>> Begin Supplied records

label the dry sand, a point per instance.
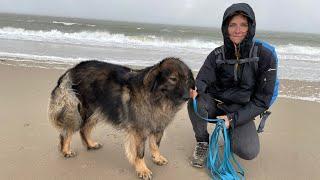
(290, 145)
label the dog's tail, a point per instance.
(64, 106)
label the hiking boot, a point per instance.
(200, 154)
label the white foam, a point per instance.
(64, 23)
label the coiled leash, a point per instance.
(221, 167)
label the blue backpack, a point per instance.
(276, 87)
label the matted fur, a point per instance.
(141, 102)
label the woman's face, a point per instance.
(238, 28)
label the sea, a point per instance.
(62, 42)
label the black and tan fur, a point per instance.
(141, 102)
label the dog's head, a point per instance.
(171, 78)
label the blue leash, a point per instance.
(220, 166)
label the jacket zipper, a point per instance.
(236, 66)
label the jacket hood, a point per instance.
(246, 10)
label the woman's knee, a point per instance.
(248, 152)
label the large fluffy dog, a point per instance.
(142, 102)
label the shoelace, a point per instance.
(201, 150)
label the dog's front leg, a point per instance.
(154, 144)
(135, 146)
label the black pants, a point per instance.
(244, 138)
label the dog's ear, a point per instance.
(150, 80)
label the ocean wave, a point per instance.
(296, 49)
(103, 38)
(147, 41)
(71, 23)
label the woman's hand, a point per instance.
(193, 93)
(226, 120)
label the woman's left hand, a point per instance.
(226, 120)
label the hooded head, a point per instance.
(245, 10)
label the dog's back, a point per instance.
(83, 89)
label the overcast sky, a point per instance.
(277, 15)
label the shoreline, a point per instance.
(288, 145)
(291, 89)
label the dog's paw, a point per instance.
(95, 147)
(145, 174)
(159, 160)
(69, 154)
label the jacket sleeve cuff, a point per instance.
(201, 86)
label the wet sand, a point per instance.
(290, 147)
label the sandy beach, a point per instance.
(290, 147)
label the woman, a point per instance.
(235, 83)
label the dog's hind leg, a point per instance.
(85, 134)
(65, 143)
(154, 143)
(135, 145)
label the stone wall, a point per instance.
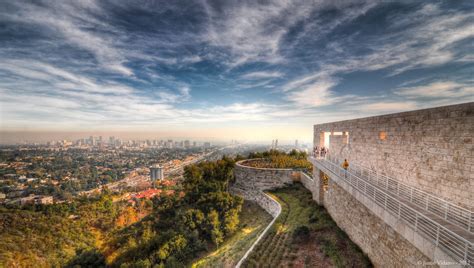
(261, 178)
(429, 149)
(384, 246)
(264, 201)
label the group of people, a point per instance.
(320, 151)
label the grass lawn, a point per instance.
(304, 235)
(253, 220)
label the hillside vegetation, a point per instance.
(304, 235)
(278, 159)
(169, 231)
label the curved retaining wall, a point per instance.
(251, 178)
(385, 247)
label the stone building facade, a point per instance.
(430, 149)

>> End Supplied records

* Task details *
Write out the whole listing above again, swapping "a point per instance" for "one point for each instance" wherever it occurs and changing nothing else. Leave the picture lines out of your answer.

* Solution for this exercise *
label the dry sand, one point for each instance.
(290, 145)
label the dog's tail, one point for each instance.
(64, 106)
label the hiking boot, one point for each instance.
(200, 154)
label the white foam, one point for each instance.
(64, 23)
label the coiled leash, one point for each instance.
(221, 167)
label the blue backpack, one point for each instance.
(276, 87)
label the matted fur, one point for each instance.
(141, 102)
label the woman's face, one point for each instance.
(238, 28)
label the sea, one point for each instance.
(62, 42)
label the black and tan fur, one point for each instance.
(141, 102)
label the dog's head, one point for each instance.
(171, 78)
label the blue leash, one point for each instance.
(220, 166)
label the jacket zipper, one point for each instance.
(236, 66)
label the jacket hood, one point for each instance.
(246, 10)
label the woman's knee, one point for each instance.
(248, 152)
label the large fluffy dog, one point for each instance.
(142, 102)
label the shoelace, one point for each instance.
(201, 150)
label the dog's front leg, one point for each instance.
(154, 144)
(135, 146)
label the black pants, one point for each instance.
(244, 138)
label the dog's ear, one point for each instance.
(150, 80)
label the ocean wave, one point for each instance.
(296, 49)
(103, 38)
(147, 41)
(71, 23)
label the woman's hand, one point for each instance.
(193, 93)
(226, 120)
label the woman's left hand, one point for each instance.
(226, 120)
label the hooded head, one point for each instance.
(245, 10)
label the dog's back, one point for each instance.
(83, 89)
label the overcast sky, one point for each instance.
(277, 15)
label the shoreline, one point for each instance.
(288, 145)
(291, 89)
label the dog's paw, one point for each instance.
(95, 147)
(145, 174)
(159, 160)
(69, 154)
label the jacket sleeve cuff, one point for each instance.
(201, 86)
label the wet sand, one point for each instance.
(290, 147)
label the sandy beach, one point for each instance.
(290, 147)
label the woman, one point for each instance.
(235, 83)
label the dog's hind leg, one point for each instance.
(85, 134)
(65, 143)
(154, 143)
(135, 145)
label the stone wall, one point for each instance.
(261, 178)
(429, 149)
(384, 246)
(264, 201)
label the group of people, one point for each instance.
(320, 151)
label the grass lawn, one point for each instance.
(304, 235)
(253, 220)
label the hillside vegetation, one point for each instance.
(304, 235)
(278, 159)
(169, 231)
label the curved retaining wall, one point for each instance.
(251, 178)
(385, 247)
label the stone building facade, one point for each instance.
(430, 149)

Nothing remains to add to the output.